▽
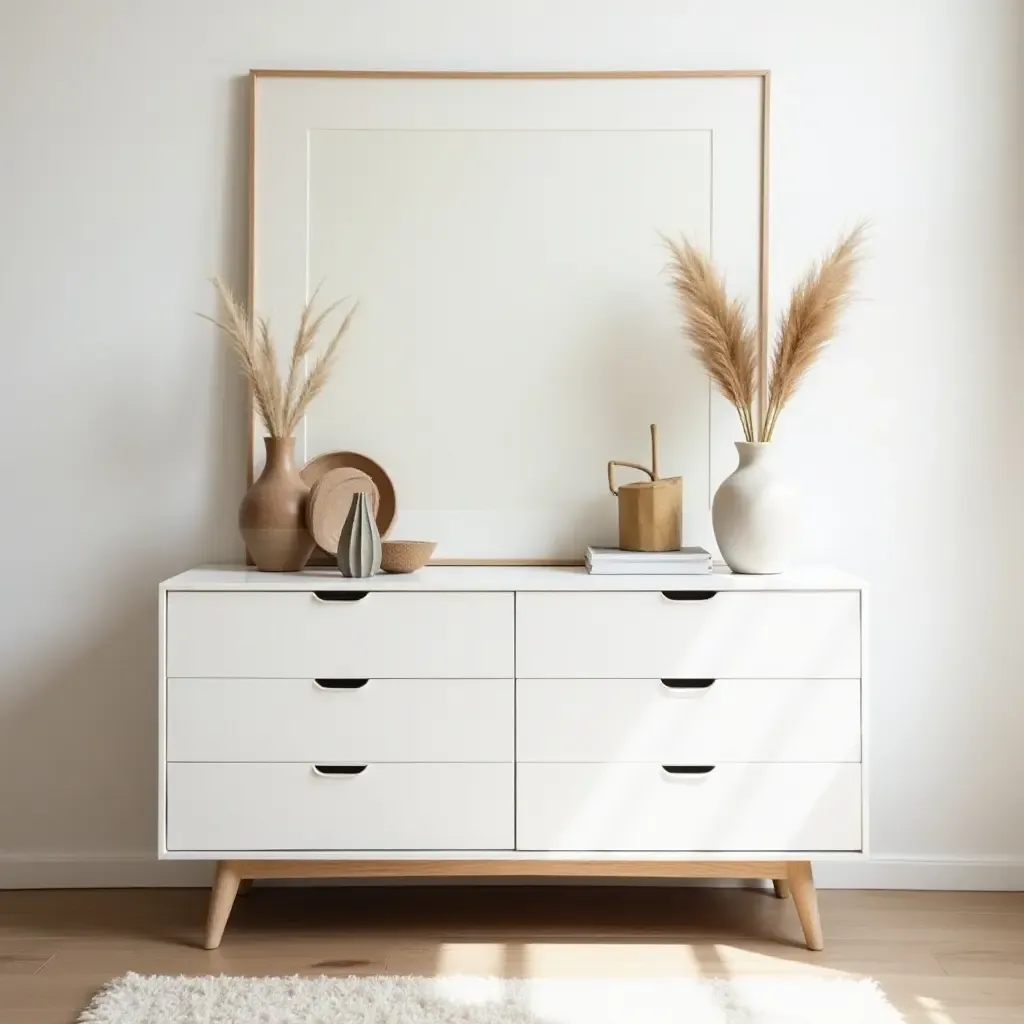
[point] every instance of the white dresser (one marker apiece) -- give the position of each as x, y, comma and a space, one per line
511, 721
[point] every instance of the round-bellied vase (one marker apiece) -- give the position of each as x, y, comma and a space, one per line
756, 513
272, 514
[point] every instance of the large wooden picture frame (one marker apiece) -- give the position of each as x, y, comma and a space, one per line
516, 330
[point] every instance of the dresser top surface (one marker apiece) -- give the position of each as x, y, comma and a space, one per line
505, 578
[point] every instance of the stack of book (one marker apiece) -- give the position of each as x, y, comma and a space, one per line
614, 561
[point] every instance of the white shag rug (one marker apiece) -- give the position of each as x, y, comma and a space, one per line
154, 999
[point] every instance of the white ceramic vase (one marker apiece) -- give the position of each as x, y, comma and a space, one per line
756, 513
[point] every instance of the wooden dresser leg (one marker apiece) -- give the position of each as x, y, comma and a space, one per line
806, 899
225, 887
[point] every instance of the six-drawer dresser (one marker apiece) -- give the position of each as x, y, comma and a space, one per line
512, 721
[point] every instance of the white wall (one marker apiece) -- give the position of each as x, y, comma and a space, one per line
123, 185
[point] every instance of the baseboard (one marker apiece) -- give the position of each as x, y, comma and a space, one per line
960, 873
144, 871
141, 870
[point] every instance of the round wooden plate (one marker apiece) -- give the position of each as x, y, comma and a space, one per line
331, 500
387, 505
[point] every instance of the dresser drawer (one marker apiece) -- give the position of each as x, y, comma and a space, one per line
743, 635
354, 720
734, 807
290, 807
296, 635
680, 721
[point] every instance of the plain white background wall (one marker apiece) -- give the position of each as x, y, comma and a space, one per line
123, 155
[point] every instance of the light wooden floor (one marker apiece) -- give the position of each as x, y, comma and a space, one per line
940, 957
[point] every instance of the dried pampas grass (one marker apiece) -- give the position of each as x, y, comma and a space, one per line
281, 406
725, 342
811, 322
717, 328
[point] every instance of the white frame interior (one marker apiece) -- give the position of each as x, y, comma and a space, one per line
290, 109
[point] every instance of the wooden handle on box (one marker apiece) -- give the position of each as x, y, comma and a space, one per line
624, 465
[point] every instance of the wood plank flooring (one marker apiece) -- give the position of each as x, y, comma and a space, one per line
940, 957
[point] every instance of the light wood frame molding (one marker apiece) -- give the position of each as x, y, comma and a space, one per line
764, 76
788, 877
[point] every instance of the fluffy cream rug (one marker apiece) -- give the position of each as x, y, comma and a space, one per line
152, 999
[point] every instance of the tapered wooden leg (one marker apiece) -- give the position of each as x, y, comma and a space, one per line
225, 888
806, 899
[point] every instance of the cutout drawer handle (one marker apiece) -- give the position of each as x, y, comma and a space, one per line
687, 684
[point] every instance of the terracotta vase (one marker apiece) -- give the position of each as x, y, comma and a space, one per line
△
Each entry gets copied exactly; the pictures stay out.

[point] every instance of the white dresser (one marker apiece) -- give the position of each as x, y, comma and a space, one per line
511, 721
[point] every instance of the round-bellied vase (one marker apiece) -- give the position of each as x, y, comma and a space, one per line
756, 513
272, 514
[point] every instance of the large wooden picture frame (one marker apiece) -- give the position of each as x, y, comma and a space, one per line
516, 330
[point] every instance of the dresser top surface (one marker apiece) -- give the position of each as x, y, comma and a space, one per line
505, 578
[point] every instance of the stack of book (one marker apiece) -- give the position of each as x, y, comma and a space, one per line
614, 561
[point] every instance of the white shag rug (one marker apiece) -- give the position of each as x, y, comma and a space, one per line
154, 999
[point] every instance of the white ceramic vase (one marker apiece) -- give the position of each as x, y, comma and a space, one per line
756, 513
[point] every instance of the wooden dresser leg (one marker apiece) -- give the position of each as x, y, comma and a space, one per line
806, 899
225, 887
[point] every instance of the six-drawer dresser (one marker apiece) -- give the position of each as x, y, comma and a space, one per line
512, 721
[point] every instance of the white wall (one marker apiece) -- give the position of each as x, y, comma and a space, one per line
123, 185
[point] every instance of the baseboard (one marker apiece) -- give the position of each as x, y, comma and a space, one per line
960, 873
144, 871
141, 870
[point] every instance of the round wooden plate (one marker apiece) -- give the position of each as x, y, comma and a space, one per line
331, 500
387, 505
[point] every instance of the dresser drawer (one marker apiece) -- give the position of each as x, y, comma and a space, one per line
743, 635
354, 720
734, 807
290, 807
296, 635
680, 721
[point] every instance of the plain white background wall (one marker apiece) -- give the position of each as x, y, comma and a space, one per line
123, 155
[point] every instance of the light wooden floor (one marker apiece) -- give the position of each as x, y, comma and a space, one per line
940, 957
[point] every instance of the dried pampas grass (one marker apiece) -- give the position of each as x, y, comma and a space, one per line
281, 406
725, 342
811, 322
717, 328
[point] every instance of the white frame interior (one marker apiece) -- give the position of each as x, y, comma and a space, one per line
290, 109
[point] every instance of the wooden handle on box (one marker apiece) -- give the position of each as x, y, comma and a space, one per line
624, 465
[point] every instance of the wood plank flooring (one marker apiece) -- give the position of each as x, y, comma and a space, one per line
940, 957
[point] every instance of the light wood frame molding (one marker apiece) -- give the position of each as x, y, comma and a space, one per line
764, 76
788, 877
[point] every instance of the fluffy cream rug (one marker apiece) -- give the position of each as x, y, comma and a space, one per line
152, 999
[point] every instance of the tapered wooden leg (one marker apiece) -- give the position of each as x, y, comma and a space, one per line
225, 888
806, 899
[point] every instance of the cutout drawer handle (one marker apiece) -- give the position of each as x, y, comma and a space, one per line
687, 684
[point] every instance of the terracotta vase (one marker apiece) -- give the position of each as x, y, comma and a space, one per line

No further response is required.